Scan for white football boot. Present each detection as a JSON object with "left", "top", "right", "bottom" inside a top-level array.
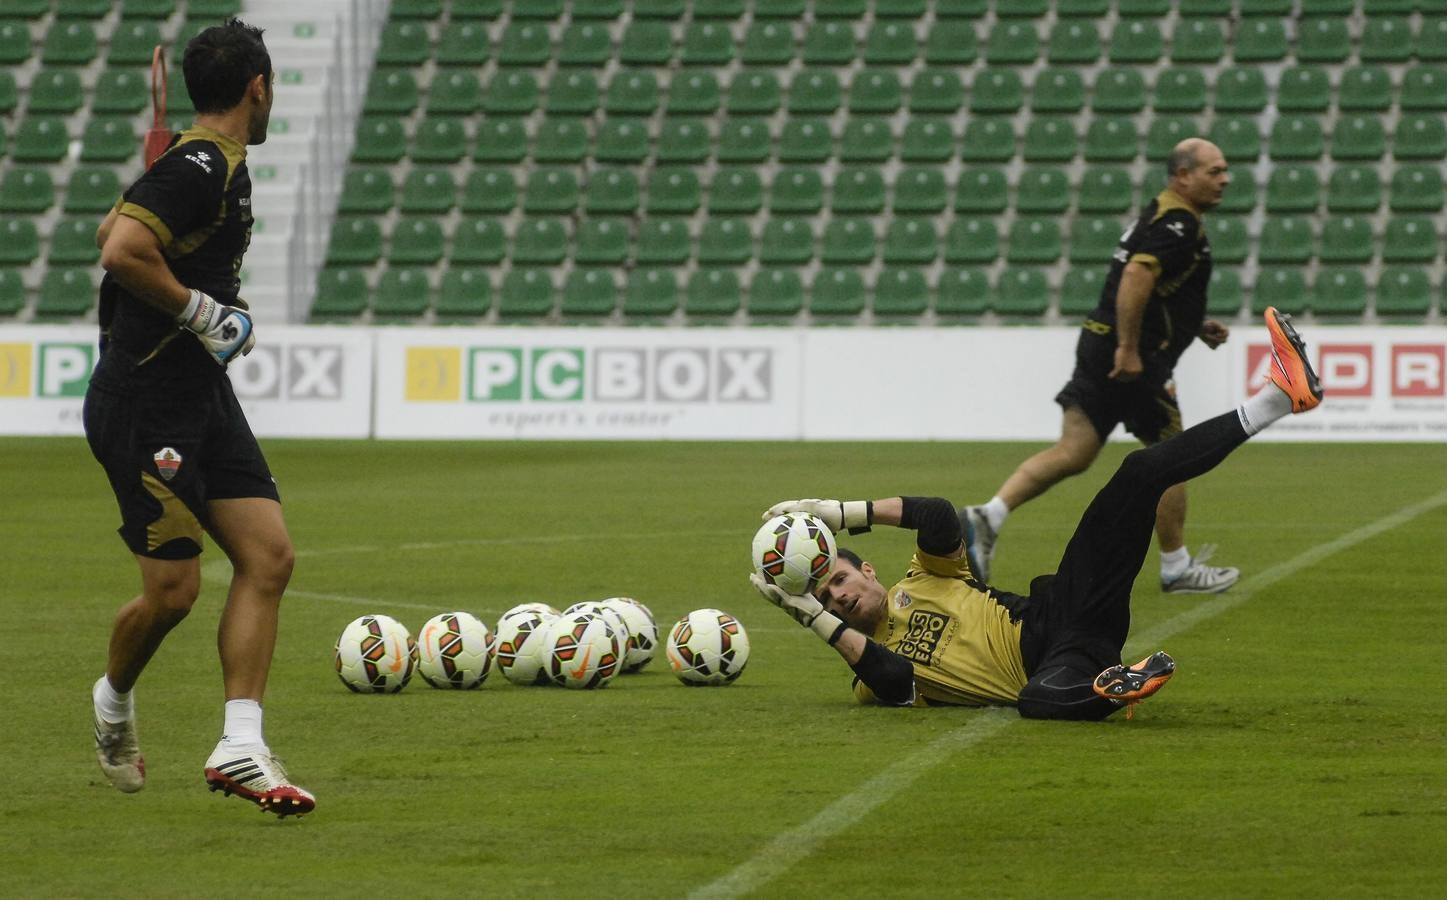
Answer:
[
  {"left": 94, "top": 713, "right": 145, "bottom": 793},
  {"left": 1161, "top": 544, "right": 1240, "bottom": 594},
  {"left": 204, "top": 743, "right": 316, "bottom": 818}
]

= = = = = = =

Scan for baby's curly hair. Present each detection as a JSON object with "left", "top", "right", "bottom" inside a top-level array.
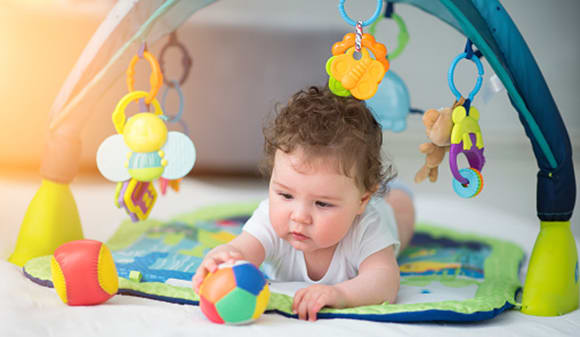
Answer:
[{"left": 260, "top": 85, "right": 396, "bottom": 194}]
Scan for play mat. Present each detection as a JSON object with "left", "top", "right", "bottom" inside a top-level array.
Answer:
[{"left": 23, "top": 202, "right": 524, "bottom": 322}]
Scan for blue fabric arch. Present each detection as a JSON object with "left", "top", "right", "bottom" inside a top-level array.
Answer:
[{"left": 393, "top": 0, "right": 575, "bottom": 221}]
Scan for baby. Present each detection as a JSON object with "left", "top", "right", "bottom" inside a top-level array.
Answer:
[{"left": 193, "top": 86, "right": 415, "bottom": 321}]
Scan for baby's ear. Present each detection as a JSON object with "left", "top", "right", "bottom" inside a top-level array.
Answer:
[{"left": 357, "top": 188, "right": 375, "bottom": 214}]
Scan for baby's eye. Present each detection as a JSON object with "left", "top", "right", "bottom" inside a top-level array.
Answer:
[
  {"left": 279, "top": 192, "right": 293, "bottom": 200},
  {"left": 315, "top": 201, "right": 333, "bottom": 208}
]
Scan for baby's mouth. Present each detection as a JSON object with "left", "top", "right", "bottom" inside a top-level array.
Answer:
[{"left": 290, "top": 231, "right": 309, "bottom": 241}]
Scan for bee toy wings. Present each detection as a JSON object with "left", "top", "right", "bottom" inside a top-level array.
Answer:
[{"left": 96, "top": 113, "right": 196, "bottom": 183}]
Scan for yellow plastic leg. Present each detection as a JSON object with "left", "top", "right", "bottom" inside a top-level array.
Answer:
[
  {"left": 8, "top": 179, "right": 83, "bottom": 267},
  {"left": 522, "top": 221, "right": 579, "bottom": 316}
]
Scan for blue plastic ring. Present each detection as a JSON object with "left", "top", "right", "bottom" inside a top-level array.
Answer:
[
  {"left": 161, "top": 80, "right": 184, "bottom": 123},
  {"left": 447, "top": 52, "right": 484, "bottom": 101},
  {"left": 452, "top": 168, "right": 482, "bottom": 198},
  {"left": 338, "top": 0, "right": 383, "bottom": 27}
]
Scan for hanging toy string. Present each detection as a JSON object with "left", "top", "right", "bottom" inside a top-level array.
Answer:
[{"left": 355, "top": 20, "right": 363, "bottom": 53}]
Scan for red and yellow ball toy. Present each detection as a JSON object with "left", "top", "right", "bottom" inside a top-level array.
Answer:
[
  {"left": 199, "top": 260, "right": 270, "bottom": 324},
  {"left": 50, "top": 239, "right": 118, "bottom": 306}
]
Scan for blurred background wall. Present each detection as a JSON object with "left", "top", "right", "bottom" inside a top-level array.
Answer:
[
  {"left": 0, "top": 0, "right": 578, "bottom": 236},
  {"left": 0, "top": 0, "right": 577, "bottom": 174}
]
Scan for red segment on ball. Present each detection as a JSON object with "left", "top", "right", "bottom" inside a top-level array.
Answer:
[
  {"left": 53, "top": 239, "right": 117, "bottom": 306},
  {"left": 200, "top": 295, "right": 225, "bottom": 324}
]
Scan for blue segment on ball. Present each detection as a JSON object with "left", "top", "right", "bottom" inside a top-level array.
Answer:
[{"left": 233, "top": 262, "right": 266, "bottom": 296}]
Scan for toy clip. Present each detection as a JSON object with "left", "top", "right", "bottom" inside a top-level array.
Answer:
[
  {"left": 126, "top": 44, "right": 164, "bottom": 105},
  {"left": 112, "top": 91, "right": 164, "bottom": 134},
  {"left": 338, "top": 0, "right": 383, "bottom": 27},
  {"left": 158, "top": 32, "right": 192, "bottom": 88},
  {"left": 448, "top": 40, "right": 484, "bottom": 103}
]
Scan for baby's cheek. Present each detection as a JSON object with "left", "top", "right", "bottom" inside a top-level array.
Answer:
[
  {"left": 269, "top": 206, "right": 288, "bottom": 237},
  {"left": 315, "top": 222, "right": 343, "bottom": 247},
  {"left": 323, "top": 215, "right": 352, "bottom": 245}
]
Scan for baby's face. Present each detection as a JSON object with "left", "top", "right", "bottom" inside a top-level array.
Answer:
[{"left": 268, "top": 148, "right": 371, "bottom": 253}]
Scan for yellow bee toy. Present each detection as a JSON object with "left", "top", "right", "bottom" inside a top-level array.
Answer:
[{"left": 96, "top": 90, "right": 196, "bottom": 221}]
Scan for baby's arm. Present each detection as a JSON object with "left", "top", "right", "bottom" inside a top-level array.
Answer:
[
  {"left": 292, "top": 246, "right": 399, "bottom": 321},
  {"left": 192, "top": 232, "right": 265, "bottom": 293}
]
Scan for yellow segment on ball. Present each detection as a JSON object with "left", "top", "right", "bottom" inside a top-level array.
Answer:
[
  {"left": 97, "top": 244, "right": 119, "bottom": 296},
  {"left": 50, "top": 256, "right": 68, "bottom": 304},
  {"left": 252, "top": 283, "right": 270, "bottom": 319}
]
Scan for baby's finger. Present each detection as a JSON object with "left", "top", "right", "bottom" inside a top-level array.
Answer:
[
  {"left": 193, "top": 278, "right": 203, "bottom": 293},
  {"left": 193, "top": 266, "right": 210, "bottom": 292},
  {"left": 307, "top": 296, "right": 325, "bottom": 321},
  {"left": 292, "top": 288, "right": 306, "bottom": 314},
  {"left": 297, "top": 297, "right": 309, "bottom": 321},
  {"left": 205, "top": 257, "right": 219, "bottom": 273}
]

= = = = = = =

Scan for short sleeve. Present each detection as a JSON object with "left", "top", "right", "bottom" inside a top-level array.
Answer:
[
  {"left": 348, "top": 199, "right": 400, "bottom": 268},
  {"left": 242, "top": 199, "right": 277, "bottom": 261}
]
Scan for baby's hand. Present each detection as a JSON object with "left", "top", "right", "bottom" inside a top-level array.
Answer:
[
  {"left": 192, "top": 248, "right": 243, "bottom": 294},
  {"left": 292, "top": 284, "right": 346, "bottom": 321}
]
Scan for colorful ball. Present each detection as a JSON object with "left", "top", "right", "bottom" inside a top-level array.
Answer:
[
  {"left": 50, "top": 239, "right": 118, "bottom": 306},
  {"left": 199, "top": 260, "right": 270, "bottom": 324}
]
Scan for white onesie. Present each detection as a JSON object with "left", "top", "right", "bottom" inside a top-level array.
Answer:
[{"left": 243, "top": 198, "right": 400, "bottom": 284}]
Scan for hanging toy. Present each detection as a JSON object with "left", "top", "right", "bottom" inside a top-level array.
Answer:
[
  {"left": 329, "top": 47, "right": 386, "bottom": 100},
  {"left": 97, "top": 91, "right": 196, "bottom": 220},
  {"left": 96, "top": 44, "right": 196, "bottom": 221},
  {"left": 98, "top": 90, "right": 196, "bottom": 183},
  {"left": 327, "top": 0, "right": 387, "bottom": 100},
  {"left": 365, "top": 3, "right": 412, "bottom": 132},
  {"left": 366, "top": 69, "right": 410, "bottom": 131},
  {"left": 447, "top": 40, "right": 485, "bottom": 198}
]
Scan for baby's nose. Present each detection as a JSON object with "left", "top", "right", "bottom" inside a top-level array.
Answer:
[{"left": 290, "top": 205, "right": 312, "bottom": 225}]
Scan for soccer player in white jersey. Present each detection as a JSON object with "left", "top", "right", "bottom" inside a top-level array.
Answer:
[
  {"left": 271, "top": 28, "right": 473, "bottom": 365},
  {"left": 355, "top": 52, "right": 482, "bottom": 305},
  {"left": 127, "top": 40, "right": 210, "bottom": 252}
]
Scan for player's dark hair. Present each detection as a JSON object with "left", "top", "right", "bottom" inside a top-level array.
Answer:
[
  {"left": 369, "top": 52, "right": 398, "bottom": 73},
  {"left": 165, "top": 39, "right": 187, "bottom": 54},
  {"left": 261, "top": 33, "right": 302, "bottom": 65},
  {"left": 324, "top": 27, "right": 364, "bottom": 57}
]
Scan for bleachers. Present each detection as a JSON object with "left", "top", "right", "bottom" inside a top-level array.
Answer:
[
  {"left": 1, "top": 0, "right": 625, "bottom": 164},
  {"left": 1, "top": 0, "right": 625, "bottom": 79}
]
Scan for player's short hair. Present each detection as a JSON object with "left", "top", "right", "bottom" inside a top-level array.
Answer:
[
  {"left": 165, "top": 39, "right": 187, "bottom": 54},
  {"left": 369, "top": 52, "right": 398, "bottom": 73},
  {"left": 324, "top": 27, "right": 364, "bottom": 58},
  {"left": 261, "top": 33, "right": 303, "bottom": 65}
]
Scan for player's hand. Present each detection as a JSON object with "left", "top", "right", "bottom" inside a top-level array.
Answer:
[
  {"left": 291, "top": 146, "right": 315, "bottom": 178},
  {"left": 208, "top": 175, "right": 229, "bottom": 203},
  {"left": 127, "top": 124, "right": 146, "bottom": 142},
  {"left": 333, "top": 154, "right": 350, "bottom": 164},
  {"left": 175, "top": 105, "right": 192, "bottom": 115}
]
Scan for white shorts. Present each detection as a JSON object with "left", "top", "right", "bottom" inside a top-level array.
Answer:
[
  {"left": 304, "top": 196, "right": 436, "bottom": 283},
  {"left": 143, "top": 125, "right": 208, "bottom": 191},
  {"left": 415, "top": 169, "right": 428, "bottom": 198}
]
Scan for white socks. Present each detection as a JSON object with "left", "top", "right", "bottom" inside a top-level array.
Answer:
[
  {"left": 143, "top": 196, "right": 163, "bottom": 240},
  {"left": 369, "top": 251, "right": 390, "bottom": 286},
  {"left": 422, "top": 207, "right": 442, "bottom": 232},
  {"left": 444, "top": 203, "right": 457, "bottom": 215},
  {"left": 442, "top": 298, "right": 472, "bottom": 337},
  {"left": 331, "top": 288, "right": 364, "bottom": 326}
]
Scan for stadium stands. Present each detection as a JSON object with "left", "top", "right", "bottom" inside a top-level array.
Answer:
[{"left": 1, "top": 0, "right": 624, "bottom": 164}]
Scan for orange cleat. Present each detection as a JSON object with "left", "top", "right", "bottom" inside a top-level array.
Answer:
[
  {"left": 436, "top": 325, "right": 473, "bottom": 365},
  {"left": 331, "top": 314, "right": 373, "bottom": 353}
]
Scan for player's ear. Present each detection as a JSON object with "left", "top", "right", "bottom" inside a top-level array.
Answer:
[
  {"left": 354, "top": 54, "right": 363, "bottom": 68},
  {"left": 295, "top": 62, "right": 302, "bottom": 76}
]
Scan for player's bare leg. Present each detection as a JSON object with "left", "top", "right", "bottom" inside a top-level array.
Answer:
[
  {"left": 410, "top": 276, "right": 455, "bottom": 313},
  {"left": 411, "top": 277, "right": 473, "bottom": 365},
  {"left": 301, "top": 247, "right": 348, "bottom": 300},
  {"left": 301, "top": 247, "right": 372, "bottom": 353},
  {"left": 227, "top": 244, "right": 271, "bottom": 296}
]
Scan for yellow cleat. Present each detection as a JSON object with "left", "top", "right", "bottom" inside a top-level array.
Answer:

= = = = = = =

■ **Brief**: Search the data for the word "hanging" and copy each line where it appears.

■ **Solution**:
Scan for hanging toy string. Present each detection as a JSON object with "left", "top", "right", "bottom" inside a top-level array.
Scan for hanging toy. Present each detection as a JSON object with "left", "top", "right", "bottom" inside a top-level array.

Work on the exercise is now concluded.